* Aim of the exercise *
Reproduce the first line of the material below and each line after it, exactly, through the line containing "Category: wispy cloud", and give nothing more.

--- Task material Enclosed Below ---

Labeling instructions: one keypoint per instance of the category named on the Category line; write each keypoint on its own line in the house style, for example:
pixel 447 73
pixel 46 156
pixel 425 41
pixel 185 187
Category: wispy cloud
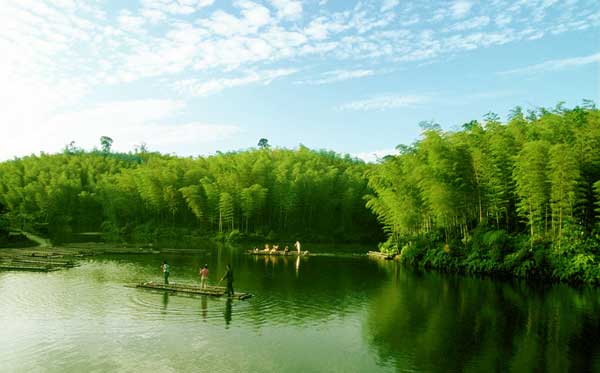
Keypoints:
pixel 375 155
pixel 460 8
pixel 384 102
pixel 389 4
pixel 288 9
pixel 553 65
pixel 127 122
pixel 197 87
pixel 338 76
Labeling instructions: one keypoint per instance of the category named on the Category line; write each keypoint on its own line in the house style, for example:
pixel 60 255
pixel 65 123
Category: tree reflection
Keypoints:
pixel 227 312
pixel 440 322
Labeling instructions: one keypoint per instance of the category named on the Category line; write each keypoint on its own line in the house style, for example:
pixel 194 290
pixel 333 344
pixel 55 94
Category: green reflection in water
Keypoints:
pixel 430 321
pixel 317 313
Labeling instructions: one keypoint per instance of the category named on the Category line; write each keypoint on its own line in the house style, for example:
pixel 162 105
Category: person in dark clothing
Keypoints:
pixel 165 268
pixel 229 277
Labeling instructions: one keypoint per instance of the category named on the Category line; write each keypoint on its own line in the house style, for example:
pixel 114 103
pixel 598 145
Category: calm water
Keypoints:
pixel 322 313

--- End of Enclosed Task material ---

* Solution to this problem *
Labeling instructions: one keypoint per instance of the category named on the Category line; write each keypoint on its own line in the house style, for example:
pixel 447 73
pixel 46 156
pixel 425 41
pixel 185 187
Category: wispy cloud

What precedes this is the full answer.